____ Record set
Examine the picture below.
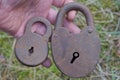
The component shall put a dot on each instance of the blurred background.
(106, 15)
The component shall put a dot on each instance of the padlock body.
(25, 43)
(64, 44)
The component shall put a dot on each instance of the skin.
(15, 14)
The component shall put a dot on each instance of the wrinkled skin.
(15, 14)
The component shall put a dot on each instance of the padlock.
(75, 55)
(32, 49)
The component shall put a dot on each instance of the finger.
(40, 29)
(67, 24)
(58, 3)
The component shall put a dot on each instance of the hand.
(15, 14)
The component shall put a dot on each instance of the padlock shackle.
(41, 20)
(74, 6)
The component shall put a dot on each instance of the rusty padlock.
(75, 55)
(32, 49)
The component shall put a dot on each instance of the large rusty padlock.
(75, 55)
(32, 49)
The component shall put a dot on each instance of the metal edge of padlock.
(89, 20)
(30, 22)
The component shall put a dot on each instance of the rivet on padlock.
(75, 55)
(32, 49)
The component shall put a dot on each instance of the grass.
(106, 15)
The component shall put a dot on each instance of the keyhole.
(31, 51)
(75, 56)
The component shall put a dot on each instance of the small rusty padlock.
(32, 49)
(75, 55)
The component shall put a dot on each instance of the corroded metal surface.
(32, 49)
(65, 44)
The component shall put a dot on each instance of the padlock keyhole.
(31, 50)
(75, 56)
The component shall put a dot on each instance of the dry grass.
(106, 14)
________
#### Your goal:
Copy the entries word for word, starting with the line that contains "the padlock keyhole." and going on through the end of the entries.

#### Output for this task:
The component shall put a dot on each instance of the padlock keyhole.
(31, 50)
(75, 56)
The component shall put a dot on each instance of the dry grass.
(106, 14)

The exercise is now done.